**EXERCISE DESCRIPTION:**
According to the notes on C integer representation below, what does an arithmetic right shift fill the left end with?

**EXTRACTED TEXT:**
Program Structure and Execution

Interpretations

unsigned
two's complement
floating-point

Info Storage

virtual address space
- a conceptual image presented to the machine-level program
- consists of:
  - DRAM
  - flash memory
  - disk storage
  - special hardware
  - OS software
float - single precision
double - double precision
sizeof(T) - number of bytes required to store object of type T

void inplace_swap(int* x, int* y) {
    *y = *x ^ *y;
    *x = *x ^ *y;
    *y = *x ^ *y;
}

Logical Operations

treat any nonzero argument as representing true and argument 0 as false

Shift Operations in C

right shift
- logical - fills the left end with k zeros
- arithmetic - fills the left end with k repetitions of the most significant bit
  - used by almost all compiler/machine combos for signed data
For two's complement, ~x + 1 = -x
Bit pattern of form [0,...0,1,...1] with w - k zeros followed by k ones
- can be represented as (1 << k) - 1

Integer Representations

format macros
- PRId32 - format conversion specifier to output a signed decimal integer value of type std::int32_t
- PRIu64 - format conversion specifier to output an unsigned decimal integer value of type std::uint64_t

// these two are equivalent
printf("x = %" PRId32 ", y = %" PRIu64 "\n", x, y);
printf("x = %d, y = %lu\n", x, y);

<limits.h>
- INT_MAX
- INT_MIN
- UINT_MAX

Conversions between Signed and Unsigned

From Tow's complement to unsigned:
- $T2U_w(x) = x + 2^w$ if x < 0
- $T2U_w(x) = x$ if x >= 0
From Unsigned to Two's complement:
- $U2T_w(u) = u$ if u <= TMax_w
- $U2T_w(u) = u - 2^w$ if u > TMax_w

when operation between an unsigned and a signed, C implicitly casts the signed argument to unsigned

then assumes both operands are nonnegative

/* prototype */
size_t strlen(const char* s);

/* BUGGY!!! */
/**
This uses unsigned arithmetic;
when s is shorter than t, strlen(s) - strlen(t)
should be negative, but instead it will result in a large, nonnegative number;
To fix this: `return strlen(s) > strlen(t);`
*/
int strlonger(char *s, char*t) {
    return strlen(s) - strlen(t) > 0;
}

one way to avoid this ^^^, NEVER use unsigned numbers

in <limits.h>,

#define INT_MAX 2147483647
#define INT_MIN (-INT_MAX - 1)

**GIVEN INFORMATION:**
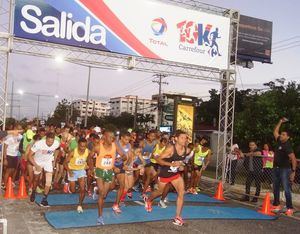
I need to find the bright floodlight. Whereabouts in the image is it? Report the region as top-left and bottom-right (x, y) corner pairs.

**SOLUTION TO THE EXERCISE:**
k repetitions of the most significant bit